▶ **Request**: Starting at the line that contains "TARGET: bare tree", print every remaining line of the entries, unchanged, and output nothing more.
*****
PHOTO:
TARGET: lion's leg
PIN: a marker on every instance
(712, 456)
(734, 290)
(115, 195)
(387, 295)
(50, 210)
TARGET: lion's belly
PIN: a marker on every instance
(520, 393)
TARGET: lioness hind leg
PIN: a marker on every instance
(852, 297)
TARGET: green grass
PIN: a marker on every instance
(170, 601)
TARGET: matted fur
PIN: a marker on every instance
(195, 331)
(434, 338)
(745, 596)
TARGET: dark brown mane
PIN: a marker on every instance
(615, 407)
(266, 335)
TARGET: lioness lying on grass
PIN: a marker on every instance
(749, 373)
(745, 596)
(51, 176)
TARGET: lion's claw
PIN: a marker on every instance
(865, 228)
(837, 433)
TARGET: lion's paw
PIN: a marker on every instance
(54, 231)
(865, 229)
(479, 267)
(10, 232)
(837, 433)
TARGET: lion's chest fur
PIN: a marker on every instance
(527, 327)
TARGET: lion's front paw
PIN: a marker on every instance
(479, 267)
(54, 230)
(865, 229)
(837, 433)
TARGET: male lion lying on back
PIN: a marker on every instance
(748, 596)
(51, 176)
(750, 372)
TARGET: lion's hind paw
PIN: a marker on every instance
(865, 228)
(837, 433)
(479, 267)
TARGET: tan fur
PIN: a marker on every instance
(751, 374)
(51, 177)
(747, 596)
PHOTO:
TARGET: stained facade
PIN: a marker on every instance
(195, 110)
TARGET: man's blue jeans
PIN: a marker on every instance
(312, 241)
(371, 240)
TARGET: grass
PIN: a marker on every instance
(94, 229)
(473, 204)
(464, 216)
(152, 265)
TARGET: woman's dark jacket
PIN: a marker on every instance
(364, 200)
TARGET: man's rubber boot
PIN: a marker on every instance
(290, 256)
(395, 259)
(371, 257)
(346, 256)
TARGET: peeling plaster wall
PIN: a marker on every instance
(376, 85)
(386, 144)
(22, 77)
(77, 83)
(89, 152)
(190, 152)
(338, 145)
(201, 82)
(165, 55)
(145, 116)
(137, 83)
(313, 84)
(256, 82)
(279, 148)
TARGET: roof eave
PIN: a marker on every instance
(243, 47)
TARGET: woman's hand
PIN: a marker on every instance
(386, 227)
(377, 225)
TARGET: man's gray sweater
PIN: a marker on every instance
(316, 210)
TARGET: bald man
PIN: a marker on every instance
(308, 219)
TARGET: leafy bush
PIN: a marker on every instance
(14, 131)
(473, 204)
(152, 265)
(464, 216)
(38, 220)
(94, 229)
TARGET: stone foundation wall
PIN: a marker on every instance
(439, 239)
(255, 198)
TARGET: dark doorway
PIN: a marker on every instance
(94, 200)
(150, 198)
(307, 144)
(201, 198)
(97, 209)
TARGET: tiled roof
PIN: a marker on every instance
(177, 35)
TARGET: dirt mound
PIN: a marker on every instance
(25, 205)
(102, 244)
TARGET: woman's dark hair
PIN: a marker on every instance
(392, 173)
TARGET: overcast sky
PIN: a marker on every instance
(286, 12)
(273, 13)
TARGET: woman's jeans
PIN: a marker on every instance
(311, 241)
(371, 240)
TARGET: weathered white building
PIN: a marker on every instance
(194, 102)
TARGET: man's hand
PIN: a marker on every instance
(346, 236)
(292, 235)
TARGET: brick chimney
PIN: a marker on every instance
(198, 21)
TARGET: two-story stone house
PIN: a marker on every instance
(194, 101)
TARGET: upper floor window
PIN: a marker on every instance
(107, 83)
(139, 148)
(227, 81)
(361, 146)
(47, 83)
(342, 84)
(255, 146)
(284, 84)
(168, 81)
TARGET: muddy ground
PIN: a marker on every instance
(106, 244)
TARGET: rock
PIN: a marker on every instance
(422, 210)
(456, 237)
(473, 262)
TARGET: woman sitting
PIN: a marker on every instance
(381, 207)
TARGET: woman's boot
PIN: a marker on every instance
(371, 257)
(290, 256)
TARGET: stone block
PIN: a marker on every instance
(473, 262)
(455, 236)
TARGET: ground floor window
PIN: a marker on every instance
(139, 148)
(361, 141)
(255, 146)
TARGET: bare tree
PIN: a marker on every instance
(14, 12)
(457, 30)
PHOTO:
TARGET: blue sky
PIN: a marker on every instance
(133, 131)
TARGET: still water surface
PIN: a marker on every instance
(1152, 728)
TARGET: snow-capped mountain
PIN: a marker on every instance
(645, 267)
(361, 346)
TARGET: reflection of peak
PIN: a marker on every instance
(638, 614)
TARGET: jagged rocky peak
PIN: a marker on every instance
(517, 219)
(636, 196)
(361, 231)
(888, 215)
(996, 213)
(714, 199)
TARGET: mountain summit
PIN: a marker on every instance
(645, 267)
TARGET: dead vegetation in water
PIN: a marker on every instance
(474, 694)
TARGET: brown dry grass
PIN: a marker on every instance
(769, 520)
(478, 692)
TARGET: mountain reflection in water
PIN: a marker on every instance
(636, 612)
*****
▶ **Result below**:
TARGET: bare tree
PIN: a marker on every instance
(14, 12)
(457, 30)
PHOTO:
TARGET: blue sky
PIN: a marker on every instance
(133, 131)
TARGET: still water surface
PIN: a marker on every instance
(1152, 728)
TARGET: snow-capped mountain
PIN: a marker on every instance
(645, 267)
(361, 346)
TARGET: reflection of peak
PIN: a marker on every instance
(638, 614)
TARGET: jagged rocky peak
PIN: a marker on every instance
(517, 219)
(636, 196)
(361, 231)
(888, 215)
(996, 213)
(714, 199)
TARGET: mountain summit
PIN: a marker on every instance
(645, 267)
TARGET: dead vegetation in water
PIN: a marker on every instance
(474, 694)
TARGET: brown dry grass
PIN: a marker on every instance
(769, 520)
(478, 692)
TARGET: mountain reflection in water
PIN: a marker on every instance
(636, 612)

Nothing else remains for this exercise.